> [TASK]: Output the entries below so that they read exactly as they do now.

[Opening PROVIDED MATERIAL section]

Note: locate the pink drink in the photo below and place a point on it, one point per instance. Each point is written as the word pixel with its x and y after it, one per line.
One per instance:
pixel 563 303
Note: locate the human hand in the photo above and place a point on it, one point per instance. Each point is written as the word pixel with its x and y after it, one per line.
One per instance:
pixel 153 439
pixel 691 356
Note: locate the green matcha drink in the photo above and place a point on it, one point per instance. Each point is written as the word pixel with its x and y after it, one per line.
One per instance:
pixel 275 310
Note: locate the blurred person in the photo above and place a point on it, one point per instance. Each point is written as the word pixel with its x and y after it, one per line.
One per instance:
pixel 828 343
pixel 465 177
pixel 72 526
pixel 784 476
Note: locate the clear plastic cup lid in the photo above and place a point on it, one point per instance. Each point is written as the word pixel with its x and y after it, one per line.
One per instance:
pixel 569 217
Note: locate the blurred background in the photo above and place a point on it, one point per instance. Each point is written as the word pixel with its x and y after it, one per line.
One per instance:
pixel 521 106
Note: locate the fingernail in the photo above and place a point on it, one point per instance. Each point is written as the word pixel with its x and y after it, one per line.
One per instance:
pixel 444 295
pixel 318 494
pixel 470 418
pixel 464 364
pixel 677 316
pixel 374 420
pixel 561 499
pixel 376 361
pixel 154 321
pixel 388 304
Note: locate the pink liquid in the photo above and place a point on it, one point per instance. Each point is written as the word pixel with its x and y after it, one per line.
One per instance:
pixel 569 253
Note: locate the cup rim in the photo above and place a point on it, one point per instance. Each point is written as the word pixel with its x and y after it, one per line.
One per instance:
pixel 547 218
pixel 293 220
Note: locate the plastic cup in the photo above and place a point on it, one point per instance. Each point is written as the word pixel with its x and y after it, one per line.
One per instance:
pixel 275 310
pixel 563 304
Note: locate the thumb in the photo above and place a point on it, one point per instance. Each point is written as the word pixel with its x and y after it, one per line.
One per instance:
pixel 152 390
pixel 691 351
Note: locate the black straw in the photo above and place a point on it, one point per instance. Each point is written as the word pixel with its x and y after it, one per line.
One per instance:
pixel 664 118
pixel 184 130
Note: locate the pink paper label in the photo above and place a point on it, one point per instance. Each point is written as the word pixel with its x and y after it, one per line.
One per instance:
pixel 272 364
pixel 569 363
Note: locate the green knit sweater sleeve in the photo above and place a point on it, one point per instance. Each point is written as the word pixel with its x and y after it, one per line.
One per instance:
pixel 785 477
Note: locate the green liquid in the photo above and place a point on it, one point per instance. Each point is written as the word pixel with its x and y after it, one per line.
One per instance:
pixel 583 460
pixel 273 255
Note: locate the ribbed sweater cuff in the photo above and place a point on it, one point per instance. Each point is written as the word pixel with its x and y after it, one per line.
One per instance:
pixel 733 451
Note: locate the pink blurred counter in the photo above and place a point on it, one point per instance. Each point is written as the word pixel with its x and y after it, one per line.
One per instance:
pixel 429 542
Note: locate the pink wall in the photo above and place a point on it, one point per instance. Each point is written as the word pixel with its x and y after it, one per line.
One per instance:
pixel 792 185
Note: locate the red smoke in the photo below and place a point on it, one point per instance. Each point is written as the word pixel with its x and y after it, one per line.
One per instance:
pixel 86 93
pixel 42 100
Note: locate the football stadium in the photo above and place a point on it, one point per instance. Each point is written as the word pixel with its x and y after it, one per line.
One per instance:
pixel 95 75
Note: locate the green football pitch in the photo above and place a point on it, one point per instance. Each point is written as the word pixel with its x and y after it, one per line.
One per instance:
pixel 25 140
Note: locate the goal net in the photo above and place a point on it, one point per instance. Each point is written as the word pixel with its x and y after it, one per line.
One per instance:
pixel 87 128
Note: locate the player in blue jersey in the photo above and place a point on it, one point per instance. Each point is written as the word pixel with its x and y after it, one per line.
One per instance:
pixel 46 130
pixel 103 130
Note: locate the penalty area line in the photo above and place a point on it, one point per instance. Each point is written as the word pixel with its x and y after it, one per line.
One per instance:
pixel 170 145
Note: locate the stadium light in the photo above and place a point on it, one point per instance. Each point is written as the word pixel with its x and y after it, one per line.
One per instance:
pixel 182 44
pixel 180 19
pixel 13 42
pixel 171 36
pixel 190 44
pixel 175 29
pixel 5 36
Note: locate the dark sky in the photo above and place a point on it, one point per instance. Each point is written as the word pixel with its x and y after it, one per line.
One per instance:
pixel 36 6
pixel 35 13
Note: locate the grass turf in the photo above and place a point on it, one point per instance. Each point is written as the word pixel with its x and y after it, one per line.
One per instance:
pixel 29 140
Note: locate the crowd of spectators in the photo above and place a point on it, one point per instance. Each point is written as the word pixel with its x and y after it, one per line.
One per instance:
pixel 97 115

[Closing PROVIDED MATERIAL section]

> [OUTPUT OF THE EXERCISE]:
Note: locate the pink drink in the photo below and place a point on it, one point per instance. Each point is written as the word pixel with its x and y after it, one per line.
One per instance:
pixel 563 303
Note: locate the human hand in the photo above and place a point on it, one point per instance. Each point is written as the word pixel with its x and y after it, one per line.
One per instance:
pixel 153 439
pixel 691 356
Note: locate the green matcha drink in the photo above and place a point on it, one point per instance. Each point is written as the word pixel with its x and y after it, one per line.
One per instance:
pixel 275 310
Note: locate the blurred person in the photo above and place a point on it, one point per instance. Each point is written as the word pixel with its x and y after it, one per line.
One per instance:
pixel 828 343
pixel 465 177
pixel 72 526
pixel 784 476
Note: locate the clear plastic cup lid in the photo above and place a point on it, one point per instance. Each point is written as the word pixel with its x and y after it, one per line.
One per instance:
pixel 569 217
Note: locate the blurred background in the photo above and place a point on it, one point per instance. Each point is written as the word pixel with its x and y after it, one per line.
One per instance:
pixel 521 106
Note: locate the fingernail in the photo above and place a point on it, one point per instance. Each point is written as the word pixel with its x and y after it, one per line.
One per instance:
pixel 444 295
pixel 318 494
pixel 470 418
pixel 464 364
pixel 677 316
pixel 374 420
pixel 561 499
pixel 376 361
pixel 154 321
pixel 388 304
Note: locate the pink liquid in the photo above and place a point on it, one point per instance. Each point is written as the word pixel with its x and y after it, one per line.
One per instance:
pixel 569 253
Note: locate the cup rim in the photo above and place a point on it, one point per instance. Each point is written as the word pixel with its x and y after it, one per line.
One per instance:
pixel 547 218
pixel 293 220
Note: locate the plastic cup in the photo above and place a point on it, one point per instance. Each point is written as the word pixel with its x and y after it, one per line.
One per instance:
pixel 275 310
pixel 563 304
Note: locate the thumb in the photo above and place a point on it, one point per instance. Each point is written as the word pixel with its x and y after it, one per line.
One per instance:
pixel 152 390
pixel 691 351
Note: locate the black straw in the photo above and place a point on it, one point per instance. Each point is written as the word pixel with its x and y after it, one per line.
One per instance:
pixel 664 118
pixel 184 130
Note: locate the pink paper label in the photo above and place a point on it, one point per instance. Each point is written as the word pixel with its x and y after it, one per line.
One per instance:
pixel 272 364
pixel 569 363
Note: locate the green knit sweater sleeve in the photo above and place a point on it, one point per instance. Each point is written as the word pixel with its x and y after it, one per line.
One per instance:
pixel 785 477
Note: locate the green liquid in the photo above and place a point on it, one point per instance. Each point is written as the word pixel with its x and y after it, one per line.
One per instance:
pixel 583 460
pixel 273 255
Note: locate the ribbed sweater cuff in the photo above and place a point on it, one point per instance. Each point is written as the word pixel with its x and y after it, one per line.
One per instance:
pixel 733 451
Note: locate the pink blurred counter in the photo above and place a point on it, one point per instance. Each point is written as the word pixel with its x and y after it, one per line.
One per instance:
pixel 429 542
Note: locate the pink wall in the photo above and place a point on it, one point per instance. Each point is written as the word pixel with its x and y after it, one per line.
One per instance:
pixel 792 185
Note: locate the red smoke in the photo below and place a point on it, one point per instance. Each point is written as the word pixel with its x and y after it, one per line.
One per instance:
pixel 86 93
pixel 42 100
Note: locate the football stadium in the photo above and place a point on it, one point per instance. Each point is written as the word pixel with its x and y after it, one per line.
One per instance:
pixel 95 75
Note: locate the green football pitch in the photo above and place a point on it, one point per instance. Each point is written as the word pixel with its x and y after it, one per line.
One per instance:
pixel 25 140
Note: locate the goal net in the photo above and place a point on it, one point per instance. Each point is written as the word pixel with its x and y after it, one per line.
One per instance:
pixel 87 128
Note: locate the player in blue jersey in the photo above and place a point on it, one point per instance. Each point is written as the word pixel with its x and y after it, one per line.
One per instance:
pixel 46 130
pixel 103 130
Note: locate the penalty area line in the photo above and place a point on it, one point per instance. Each point is written as the word pixel with its x and y after it, one per line.
One per instance:
pixel 170 145
Note: locate the stadium light in the photo above and place a point on it, one point per instance. Each point is written as the word pixel with its x and y after it, one per line.
One per instance:
pixel 182 44
pixel 180 19
pixel 13 42
pixel 171 36
pixel 190 44
pixel 175 29
pixel 5 36
Note: locate the dark sky in the photo above and place a point on it, one point per instance. Each point is written as the word pixel with its x and y after it, one per line.
One per instance:
pixel 36 6
pixel 35 13
Note: locate the grass turf in the photo above and place a point on it, one point per instance. Each point is written as the word pixel with its x and y after it, one per line.
One per instance:
pixel 29 140
Note: locate the crowd of spectators in the photo above and place a point on it, one point per instance. Each point is written as the word pixel with its x and y after it, one per line.
One per instance:
pixel 97 115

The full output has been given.